(Boundary annotation records)
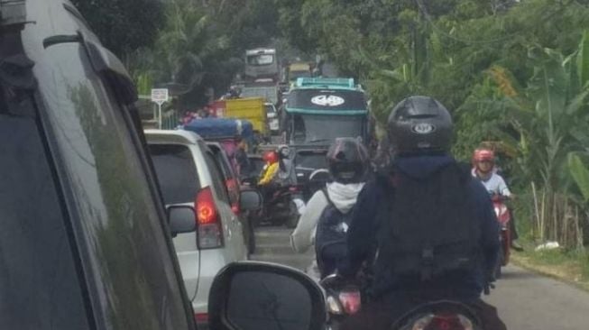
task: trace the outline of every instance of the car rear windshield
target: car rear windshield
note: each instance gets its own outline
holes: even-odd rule
[[[194,202],[200,182],[190,150],[180,144],[152,144],[150,151],[165,203]]]
[[[296,164],[298,168],[327,169],[326,152],[300,151],[297,154]]]

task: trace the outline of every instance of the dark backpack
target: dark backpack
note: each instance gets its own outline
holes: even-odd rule
[[[468,184],[470,173],[457,163],[425,179],[401,171],[391,182],[380,210],[379,260],[392,275],[423,280],[481,267],[481,228]]]

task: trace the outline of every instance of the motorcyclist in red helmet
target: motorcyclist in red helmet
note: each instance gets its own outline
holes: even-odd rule
[[[495,168],[495,153],[491,149],[479,148],[473,153],[473,177],[477,178],[491,194],[497,194],[513,198],[505,180],[497,174]],[[511,215],[510,221],[511,232],[511,247],[521,251],[522,247],[517,243],[518,233],[515,227],[515,217]]]

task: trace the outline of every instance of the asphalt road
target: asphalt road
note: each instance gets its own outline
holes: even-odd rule
[[[289,243],[290,230],[262,227],[256,233],[258,252],[253,259],[305,270],[313,252],[296,254]],[[511,330],[587,330],[589,293],[560,281],[510,266],[491,296]]]

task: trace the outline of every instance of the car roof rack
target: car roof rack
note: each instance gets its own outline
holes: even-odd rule
[[[0,26],[26,23],[25,0],[0,0]]]

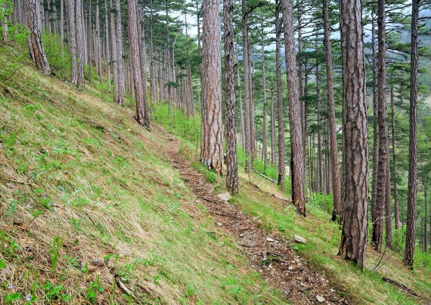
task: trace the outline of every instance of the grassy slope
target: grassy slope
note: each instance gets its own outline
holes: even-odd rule
[[[0,303],[282,304],[195,204],[163,135],[111,98],[29,67],[0,83]]]
[[[172,127],[169,127],[165,109],[158,109],[156,114],[158,121],[171,132],[182,136],[182,152],[195,160],[196,167],[207,175],[209,180],[213,179],[212,174],[198,165],[198,151],[196,149],[194,137],[190,136],[189,132],[183,132],[185,129],[190,129],[191,123],[177,119],[176,127],[173,123],[171,124]],[[188,136],[185,138],[185,134]],[[294,246],[298,252],[317,268],[328,273],[335,283],[359,303],[418,303],[411,295],[406,295],[383,282],[381,280],[383,276],[405,284],[425,297],[431,297],[431,255],[417,251],[415,270],[410,271],[401,263],[400,254],[387,251],[379,266],[372,271],[381,260],[381,255],[368,246],[367,270],[361,272],[355,266],[337,256],[341,231],[337,225],[328,221],[330,215],[317,200],[308,202],[307,218],[304,218],[299,216],[292,207],[282,206],[277,201],[271,199],[269,193],[280,198],[285,196],[273,184],[257,175],[249,175],[242,168],[240,169],[242,187],[240,194],[233,198],[232,202],[259,219],[262,225],[269,231],[278,231],[287,238],[292,238],[294,234],[306,238],[308,240],[306,245]],[[223,178],[216,178],[214,183],[217,191],[224,191]],[[258,185],[260,190],[253,185]]]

## Task:
Rewrite all the records above, changing every "even-odd rule" to "nonzero rule" and keeping everything else the same. Leave the pictures out of your answer.

## Result of this task:
task: trace the outline of every instance of the car rear windshield
target: car rear windshield
note: each instance gets its own outline
holes: nonzero rule
[[[194,202],[200,182],[190,150],[180,144],[152,144],[150,151],[165,203]]]
[[[296,164],[298,168],[327,169],[326,152],[300,151],[297,154]]]

task: trace the outline of every instance of the dark backpack
target: dark backpack
note: each instance gets its own outline
holes: nonzero rule
[[[468,184],[470,173],[457,163],[425,179],[401,171],[391,182],[380,210],[379,260],[392,275],[423,280],[481,267],[481,228]]]

task: trace the outline of every instance of the motorcyclist in red helmet
target: motorcyclist in red helmet
note: each instance gets its own outline
holes: nonzero rule
[[[495,168],[495,153],[491,149],[479,148],[473,153],[473,177],[477,178],[491,194],[497,194],[513,198],[505,180],[497,174]],[[511,215],[510,221],[511,232],[511,247],[521,251],[522,247],[517,243],[518,233],[515,227],[515,217]]]

task: trace the outline of every instance of the asphalt road
target: asphalt road
note: each instance gets its own outline
holes: nonzero rule
[[[289,243],[290,230],[262,227],[256,233],[258,252],[253,259],[305,270],[313,252],[296,254]],[[511,330],[587,330],[589,293],[560,281],[510,266],[491,296]]]

task: trace the outline of every instance of the car roof rack
target: car roof rack
note: each instance gets its own outline
holes: nonzero rule
[[[0,26],[26,23],[25,0],[0,0]]]

task: trace the outline of every instance of the grassy slope
target: grassy slope
note: each instance gets its own outline
holes: nonzero rule
[[[0,303],[282,304],[195,204],[163,135],[111,98],[29,67],[0,83]]]
[[[172,127],[169,127],[165,109],[158,109],[156,114],[158,121],[171,132],[182,136],[182,152],[195,160],[196,167],[207,175],[209,180],[213,179],[212,174],[198,165],[198,151],[196,149],[194,137],[190,136],[189,132],[183,132],[185,129],[190,129],[191,123],[177,119],[176,127],[173,123],[171,124]],[[188,136],[185,138],[185,134]],[[294,246],[298,252],[317,268],[328,273],[335,283],[359,303],[418,303],[411,295],[406,295],[383,282],[381,280],[383,276],[405,284],[425,297],[431,297],[431,255],[417,251],[415,270],[410,271],[401,263],[400,254],[387,251],[379,266],[372,271],[381,260],[381,255],[368,246],[367,270],[361,272],[355,266],[337,256],[341,231],[337,225],[328,221],[330,215],[317,200],[308,202],[307,218],[304,218],[299,216],[292,207],[282,206],[277,201],[271,199],[269,193],[280,198],[285,196],[273,184],[257,175],[249,175],[242,168],[240,169],[242,187],[240,194],[233,198],[232,202],[259,219],[262,225],[269,231],[278,231],[287,238],[292,238],[294,234],[306,238],[308,240],[306,245]],[[223,178],[216,178],[214,183],[217,191],[224,191]],[[258,185],[260,190],[253,185]]]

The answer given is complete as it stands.